SET EXERCISE
Count how many lines of the records below contain the string "like" with matching case. Reply with the number only.

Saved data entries
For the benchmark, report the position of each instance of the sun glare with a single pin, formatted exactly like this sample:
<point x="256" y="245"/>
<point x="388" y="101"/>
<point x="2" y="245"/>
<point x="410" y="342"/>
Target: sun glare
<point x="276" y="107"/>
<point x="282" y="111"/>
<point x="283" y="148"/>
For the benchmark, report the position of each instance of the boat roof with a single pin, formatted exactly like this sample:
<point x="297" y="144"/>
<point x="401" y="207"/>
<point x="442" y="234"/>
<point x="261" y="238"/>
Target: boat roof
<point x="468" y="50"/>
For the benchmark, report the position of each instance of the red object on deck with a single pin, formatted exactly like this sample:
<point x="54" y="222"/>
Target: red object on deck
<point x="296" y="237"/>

--

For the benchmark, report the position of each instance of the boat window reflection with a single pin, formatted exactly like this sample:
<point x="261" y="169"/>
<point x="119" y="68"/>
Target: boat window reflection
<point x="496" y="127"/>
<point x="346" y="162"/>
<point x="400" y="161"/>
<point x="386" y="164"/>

FULL ANSWER
4